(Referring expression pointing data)
▬▬▬▬▬▬
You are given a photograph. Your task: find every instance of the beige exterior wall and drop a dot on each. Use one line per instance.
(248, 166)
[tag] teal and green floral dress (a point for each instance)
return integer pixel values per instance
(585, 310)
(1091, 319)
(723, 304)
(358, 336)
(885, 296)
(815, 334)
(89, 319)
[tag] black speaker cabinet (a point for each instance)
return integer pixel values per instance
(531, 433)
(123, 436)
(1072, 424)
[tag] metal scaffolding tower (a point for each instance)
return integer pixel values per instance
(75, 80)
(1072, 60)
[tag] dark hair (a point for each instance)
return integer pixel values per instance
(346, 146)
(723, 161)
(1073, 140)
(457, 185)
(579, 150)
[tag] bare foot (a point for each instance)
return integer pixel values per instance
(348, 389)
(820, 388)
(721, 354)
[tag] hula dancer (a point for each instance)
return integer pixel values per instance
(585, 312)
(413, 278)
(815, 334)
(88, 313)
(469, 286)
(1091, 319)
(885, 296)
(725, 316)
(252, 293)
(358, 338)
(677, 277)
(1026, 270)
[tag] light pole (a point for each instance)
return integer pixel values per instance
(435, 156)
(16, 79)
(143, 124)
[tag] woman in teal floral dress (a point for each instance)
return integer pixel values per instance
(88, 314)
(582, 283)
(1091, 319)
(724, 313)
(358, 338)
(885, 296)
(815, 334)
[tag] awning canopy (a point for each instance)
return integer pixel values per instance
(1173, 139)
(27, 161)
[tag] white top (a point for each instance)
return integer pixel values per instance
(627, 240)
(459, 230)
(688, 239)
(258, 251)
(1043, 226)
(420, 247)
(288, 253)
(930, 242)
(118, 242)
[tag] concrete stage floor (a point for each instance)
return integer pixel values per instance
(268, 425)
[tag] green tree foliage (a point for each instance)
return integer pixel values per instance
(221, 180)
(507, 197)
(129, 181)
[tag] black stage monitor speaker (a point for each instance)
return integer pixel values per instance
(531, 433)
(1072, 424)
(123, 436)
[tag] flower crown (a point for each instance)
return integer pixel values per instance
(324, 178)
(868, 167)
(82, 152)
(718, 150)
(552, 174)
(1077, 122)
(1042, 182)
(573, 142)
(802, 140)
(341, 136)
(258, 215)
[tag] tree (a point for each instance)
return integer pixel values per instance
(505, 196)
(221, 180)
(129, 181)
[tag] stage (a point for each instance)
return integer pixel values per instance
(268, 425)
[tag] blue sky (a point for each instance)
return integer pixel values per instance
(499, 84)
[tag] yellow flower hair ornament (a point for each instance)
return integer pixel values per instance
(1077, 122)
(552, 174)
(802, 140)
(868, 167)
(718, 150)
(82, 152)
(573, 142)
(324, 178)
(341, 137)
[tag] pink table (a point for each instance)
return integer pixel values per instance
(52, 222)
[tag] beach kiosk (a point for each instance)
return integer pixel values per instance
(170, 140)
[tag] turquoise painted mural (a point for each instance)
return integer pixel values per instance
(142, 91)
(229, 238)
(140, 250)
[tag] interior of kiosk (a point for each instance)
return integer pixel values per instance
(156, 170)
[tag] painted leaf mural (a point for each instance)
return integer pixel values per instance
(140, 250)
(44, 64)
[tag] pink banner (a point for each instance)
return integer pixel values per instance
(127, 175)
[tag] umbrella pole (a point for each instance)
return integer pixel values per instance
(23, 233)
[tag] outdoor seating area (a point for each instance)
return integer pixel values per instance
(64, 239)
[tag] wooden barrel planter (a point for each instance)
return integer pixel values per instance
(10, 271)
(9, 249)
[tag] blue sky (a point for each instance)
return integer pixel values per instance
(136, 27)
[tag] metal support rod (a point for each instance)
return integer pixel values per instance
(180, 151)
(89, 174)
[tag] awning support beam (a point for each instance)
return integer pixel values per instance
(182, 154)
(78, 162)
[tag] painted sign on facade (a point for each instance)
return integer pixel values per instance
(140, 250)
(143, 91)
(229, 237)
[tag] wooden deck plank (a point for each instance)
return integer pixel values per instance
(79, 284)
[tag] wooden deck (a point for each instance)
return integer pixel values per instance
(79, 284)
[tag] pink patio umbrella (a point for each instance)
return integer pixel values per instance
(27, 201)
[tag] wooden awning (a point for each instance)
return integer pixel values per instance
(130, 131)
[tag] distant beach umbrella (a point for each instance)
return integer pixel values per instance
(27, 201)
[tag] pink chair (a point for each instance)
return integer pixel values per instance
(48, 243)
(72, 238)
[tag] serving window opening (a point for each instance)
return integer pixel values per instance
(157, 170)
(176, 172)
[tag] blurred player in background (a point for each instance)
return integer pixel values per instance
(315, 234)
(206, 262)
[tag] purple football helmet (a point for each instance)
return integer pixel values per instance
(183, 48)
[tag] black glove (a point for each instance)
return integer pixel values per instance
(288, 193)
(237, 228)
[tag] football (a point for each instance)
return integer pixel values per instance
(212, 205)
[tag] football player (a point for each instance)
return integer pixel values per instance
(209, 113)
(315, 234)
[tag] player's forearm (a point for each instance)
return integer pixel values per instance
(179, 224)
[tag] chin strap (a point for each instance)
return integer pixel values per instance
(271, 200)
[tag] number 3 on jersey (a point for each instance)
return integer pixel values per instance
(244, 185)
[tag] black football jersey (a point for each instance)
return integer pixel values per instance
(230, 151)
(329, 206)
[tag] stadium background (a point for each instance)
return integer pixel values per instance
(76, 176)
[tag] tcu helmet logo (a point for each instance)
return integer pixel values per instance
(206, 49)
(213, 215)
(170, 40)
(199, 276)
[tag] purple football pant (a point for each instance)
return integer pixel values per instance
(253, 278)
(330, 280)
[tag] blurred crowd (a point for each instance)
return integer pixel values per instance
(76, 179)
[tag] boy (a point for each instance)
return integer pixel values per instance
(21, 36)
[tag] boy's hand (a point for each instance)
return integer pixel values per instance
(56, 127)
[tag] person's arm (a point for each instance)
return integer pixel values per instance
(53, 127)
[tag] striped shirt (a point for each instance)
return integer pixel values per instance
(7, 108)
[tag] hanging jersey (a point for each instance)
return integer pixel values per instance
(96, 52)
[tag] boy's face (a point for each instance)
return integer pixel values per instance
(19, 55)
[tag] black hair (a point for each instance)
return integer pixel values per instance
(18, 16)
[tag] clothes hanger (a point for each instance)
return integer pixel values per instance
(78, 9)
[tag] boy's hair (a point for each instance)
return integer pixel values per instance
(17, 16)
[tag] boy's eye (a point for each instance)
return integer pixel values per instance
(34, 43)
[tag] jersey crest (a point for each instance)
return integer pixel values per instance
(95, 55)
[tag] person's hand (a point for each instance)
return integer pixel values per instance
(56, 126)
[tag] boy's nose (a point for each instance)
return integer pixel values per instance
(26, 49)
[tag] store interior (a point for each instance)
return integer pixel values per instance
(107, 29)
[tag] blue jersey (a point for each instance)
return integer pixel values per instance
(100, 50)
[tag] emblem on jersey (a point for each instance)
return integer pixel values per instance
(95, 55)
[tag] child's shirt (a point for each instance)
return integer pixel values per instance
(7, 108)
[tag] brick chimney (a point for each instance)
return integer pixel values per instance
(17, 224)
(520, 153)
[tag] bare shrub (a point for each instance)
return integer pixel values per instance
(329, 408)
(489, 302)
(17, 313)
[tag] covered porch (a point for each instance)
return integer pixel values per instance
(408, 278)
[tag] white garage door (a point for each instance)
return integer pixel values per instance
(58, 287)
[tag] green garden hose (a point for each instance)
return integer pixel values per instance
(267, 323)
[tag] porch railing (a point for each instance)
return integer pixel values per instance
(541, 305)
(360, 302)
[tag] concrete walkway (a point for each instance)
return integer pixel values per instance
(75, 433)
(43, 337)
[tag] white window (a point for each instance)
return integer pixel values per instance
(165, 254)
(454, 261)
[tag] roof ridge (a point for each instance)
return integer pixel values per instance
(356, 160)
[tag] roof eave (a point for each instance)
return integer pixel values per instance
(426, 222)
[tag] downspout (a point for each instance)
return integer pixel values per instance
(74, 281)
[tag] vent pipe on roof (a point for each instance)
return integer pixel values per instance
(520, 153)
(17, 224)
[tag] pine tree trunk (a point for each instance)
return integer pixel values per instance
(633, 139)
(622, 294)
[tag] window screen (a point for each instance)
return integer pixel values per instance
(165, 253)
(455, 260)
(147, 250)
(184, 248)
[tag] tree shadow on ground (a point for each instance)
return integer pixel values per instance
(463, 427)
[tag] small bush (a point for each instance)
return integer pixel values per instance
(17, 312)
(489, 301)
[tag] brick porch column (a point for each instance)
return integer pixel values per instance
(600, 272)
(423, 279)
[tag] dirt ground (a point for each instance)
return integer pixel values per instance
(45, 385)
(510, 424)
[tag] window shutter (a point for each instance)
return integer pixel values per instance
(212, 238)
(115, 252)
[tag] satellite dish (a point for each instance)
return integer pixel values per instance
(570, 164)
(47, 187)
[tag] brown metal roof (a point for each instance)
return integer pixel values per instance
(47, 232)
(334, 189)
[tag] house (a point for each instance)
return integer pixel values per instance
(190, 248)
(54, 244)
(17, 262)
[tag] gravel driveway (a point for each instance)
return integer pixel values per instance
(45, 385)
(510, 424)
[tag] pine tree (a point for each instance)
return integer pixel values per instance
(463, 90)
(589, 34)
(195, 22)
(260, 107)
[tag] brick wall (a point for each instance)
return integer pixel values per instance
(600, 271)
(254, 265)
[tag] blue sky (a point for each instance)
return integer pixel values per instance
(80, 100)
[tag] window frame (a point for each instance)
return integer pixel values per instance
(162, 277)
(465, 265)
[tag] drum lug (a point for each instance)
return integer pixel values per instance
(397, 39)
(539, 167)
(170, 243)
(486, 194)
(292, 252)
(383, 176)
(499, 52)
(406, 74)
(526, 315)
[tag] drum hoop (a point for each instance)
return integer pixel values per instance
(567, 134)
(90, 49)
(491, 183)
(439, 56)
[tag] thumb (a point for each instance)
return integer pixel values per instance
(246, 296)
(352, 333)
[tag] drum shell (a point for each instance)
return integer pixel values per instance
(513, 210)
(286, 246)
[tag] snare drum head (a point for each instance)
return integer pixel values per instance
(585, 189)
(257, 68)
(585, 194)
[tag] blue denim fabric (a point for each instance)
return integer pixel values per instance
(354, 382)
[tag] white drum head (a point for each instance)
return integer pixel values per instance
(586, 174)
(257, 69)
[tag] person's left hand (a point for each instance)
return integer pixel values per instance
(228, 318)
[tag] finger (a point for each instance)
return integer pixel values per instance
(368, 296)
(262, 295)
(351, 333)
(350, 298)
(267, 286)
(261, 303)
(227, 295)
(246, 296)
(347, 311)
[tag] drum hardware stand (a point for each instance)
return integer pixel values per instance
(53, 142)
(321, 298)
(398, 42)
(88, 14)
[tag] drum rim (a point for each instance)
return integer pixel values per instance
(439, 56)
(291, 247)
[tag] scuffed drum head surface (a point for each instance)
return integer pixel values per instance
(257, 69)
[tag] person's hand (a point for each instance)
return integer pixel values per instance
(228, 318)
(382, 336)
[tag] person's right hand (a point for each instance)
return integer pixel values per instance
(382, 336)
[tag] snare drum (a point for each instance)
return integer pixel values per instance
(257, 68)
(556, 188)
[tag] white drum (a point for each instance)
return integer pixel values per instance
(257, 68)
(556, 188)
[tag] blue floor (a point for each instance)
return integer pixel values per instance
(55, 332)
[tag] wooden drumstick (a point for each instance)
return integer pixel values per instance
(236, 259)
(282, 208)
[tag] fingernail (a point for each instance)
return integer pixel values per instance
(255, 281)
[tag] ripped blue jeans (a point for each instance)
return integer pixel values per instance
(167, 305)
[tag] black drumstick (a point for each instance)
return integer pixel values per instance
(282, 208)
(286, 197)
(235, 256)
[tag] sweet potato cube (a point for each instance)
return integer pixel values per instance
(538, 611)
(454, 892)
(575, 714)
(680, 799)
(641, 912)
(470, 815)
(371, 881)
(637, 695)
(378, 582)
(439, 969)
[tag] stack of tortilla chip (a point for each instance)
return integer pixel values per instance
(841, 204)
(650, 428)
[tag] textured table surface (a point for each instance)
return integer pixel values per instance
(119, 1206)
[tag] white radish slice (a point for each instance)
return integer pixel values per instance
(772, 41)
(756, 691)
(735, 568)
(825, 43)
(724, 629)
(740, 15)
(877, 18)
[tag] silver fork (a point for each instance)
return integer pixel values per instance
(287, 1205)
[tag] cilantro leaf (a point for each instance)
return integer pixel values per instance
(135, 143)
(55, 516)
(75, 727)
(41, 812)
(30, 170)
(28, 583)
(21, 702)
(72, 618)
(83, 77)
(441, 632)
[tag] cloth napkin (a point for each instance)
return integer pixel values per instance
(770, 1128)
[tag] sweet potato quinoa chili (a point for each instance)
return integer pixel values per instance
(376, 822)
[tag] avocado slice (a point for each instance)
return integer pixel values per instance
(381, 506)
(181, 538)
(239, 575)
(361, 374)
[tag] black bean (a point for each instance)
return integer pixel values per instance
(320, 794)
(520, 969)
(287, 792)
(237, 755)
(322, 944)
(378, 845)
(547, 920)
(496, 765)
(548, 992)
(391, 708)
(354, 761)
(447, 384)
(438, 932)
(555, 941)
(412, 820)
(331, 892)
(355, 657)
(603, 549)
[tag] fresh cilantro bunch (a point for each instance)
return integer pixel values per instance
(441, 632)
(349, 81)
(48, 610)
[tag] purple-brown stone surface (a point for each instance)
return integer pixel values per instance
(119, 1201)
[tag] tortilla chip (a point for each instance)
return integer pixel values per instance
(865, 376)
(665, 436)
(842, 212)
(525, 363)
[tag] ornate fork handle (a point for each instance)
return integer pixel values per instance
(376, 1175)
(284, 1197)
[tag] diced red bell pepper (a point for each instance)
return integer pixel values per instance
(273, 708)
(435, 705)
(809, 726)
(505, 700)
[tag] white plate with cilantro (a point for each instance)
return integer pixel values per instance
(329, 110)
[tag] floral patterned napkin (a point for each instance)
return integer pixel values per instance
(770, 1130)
▬▬▬▬▬▬
■ Exercise aim:
Retype only this portion of the data above: the line containing "[tag] black speaker", the line containing "[tag] black stage", and all lines between them, exactly.

■ Answer section:
[tag] black speaker cabinet (a point for each instance)
return integer pixel values per instance
(531, 433)
(123, 436)
(1072, 424)
[tag] metal scaffolding tower (a point for each instance)
return integer pixel values per instance
(75, 80)
(1072, 60)
[tag] dark hair (a point for each instance)
return integer pixel values per instance
(346, 146)
(723, 161)
(1073, 140)
(457, 185)
(579, 150)
[tag] bare foot (a point for each instance)
return integer pixel values per instance
(348, 389)
(820, 388)
(721, 354)
[tag] hula dancer (a point for each instance)
return integer pixel values per instance
(585, 312)
(413, 278)
(815, 334)
(88, 313)
(469, 286)
(1091, 319)
(885, 296)
(725, 316)
(252, 293)
(358, 338)
(677, 277)
(1026, 270)
[tag] light pole (a point for each instance)
return integer pixel values per instance
(435, 156)
(16, 79)
(143, 124)
[tag] woman in teal floral dress (a point for each instance)
return integer pixel values per instance
(88, 314)
(582, 283)
(1091, 319)
(724, 313)
(358, 338)
(885, 296)
(815, 334)
[tag] awning canopy (a point for each instance)
return integer pixel values per instance
(1173, 139)
(27, 161)
[tag] white top (a point for each instance)
return integer pixel values per instance
(627, 240)
(459, 230)
(688, 239)
(258, 251)
(1043, 226)
(420, 247)
(288, 253)
(930, 242)
(118, 242)
[tag] concrete stage floor (a point for each instance)
return integer pixel values per instance
(268, 425)
[tag] green tree foliage (a point for each instance)
return integer pixel values per instance
(221, 180)
(507, 197)
(129, 181)
[tag] black stage monitor speaker (a point for each instance)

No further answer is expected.